== Prompt ==
Retype every entry word for word.
====
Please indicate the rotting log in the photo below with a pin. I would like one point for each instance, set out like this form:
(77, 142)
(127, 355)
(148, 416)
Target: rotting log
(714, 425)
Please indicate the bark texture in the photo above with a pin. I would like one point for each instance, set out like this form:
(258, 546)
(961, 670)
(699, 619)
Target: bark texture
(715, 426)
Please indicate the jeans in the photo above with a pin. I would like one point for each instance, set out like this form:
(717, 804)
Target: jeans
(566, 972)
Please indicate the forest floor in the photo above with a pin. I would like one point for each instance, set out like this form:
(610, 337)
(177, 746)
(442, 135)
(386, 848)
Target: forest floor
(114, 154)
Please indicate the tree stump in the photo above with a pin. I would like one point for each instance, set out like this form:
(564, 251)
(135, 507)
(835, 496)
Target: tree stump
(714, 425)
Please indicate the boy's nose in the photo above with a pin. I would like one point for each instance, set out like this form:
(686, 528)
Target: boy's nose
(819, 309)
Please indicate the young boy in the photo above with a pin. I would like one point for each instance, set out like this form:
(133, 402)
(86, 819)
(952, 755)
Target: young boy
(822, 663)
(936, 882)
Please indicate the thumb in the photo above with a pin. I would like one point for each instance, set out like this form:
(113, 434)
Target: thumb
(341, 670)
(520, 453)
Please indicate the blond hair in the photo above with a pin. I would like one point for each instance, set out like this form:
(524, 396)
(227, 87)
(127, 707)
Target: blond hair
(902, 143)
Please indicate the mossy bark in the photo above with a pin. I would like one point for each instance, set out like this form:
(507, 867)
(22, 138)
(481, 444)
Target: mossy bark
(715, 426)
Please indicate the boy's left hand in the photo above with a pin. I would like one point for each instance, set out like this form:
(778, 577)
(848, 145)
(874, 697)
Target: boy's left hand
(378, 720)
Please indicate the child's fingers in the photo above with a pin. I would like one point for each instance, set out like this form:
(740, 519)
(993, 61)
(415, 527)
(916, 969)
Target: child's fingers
====
== Answer to this task ==
Please indicate the rotting log in the photo below with a pin. I would like one point for each instance, set out like this form:
(77, 142)
(127, 355)
(148, 416)
Target: rotting log
(714, 425)
Please indicate the bark texture in the photo above with a pin. I would like one point for each instance, set out like this form:
(258, 546)
(961, 670)
(699, 619)
Target: bark texture
(715, 426)
Please indicate the jeans in the photo above with a pin. I would like one point for each instance, set out like this form:
(717, 804)
Target: jeans
(566, 972)
Please indicate the forest floor in the photo above with a pin. I would like one point for each instance, set out like this form:
(610, 337)
(177, 746)
(442, 135)
(386, 848)
Target: forest floor
(114, 154)
Please indicate the tree stump in the photo above with a pin. I would like one point for each instance, set out like this form:
(564, 251)
(135, 507)
(835, 496)
Target: tree stump
(714, 425)
Please indicate the boy's nose in the photo above with a pin. I would like one point for each instance, set out like this form:
(686, 528)
Target: boy's nose
(819, 309)
Please indicate the young boy in the photo above with a pin. I would like one point for each instance, set out like this form:
(133, 402)
(86, 819)
(952, 755)
Target: young boy
(822, 663)
(936, 882)
Please indicate the thumb in the photo above with a pin. I would like one point for each instance, set out like this form:
(113, 434)
Target: thumb
(341, 670)
(520, 453)
Please indicate the blond hair in the photo above with a pin. I would like one point for each instance, set out like this form:
(524, 396)
(227, 87)
(127, 707)
Target: blond hair
(902, 143)
Please indicate the mossy bark in the photo above with a pin. I would like one point for each instance, set out like this form:
(507, 867)
(22, 138)
(481, 444)
Target: mossy bark
(715, 426)
Please indicate the boy's left hand in the photo above with a pin. I would like one point for each instance, set out like this form:
(778, 577)
(848, 145)
(874, 697)
Target: boy's left hand
(378, 720)
Please indicate the child's fingers in the photo above with a pin. I would like one point for each instance, set out like this form:
(740, 519)
(993, 61)
(415, 527)
(916, 969)
Target: child's fingers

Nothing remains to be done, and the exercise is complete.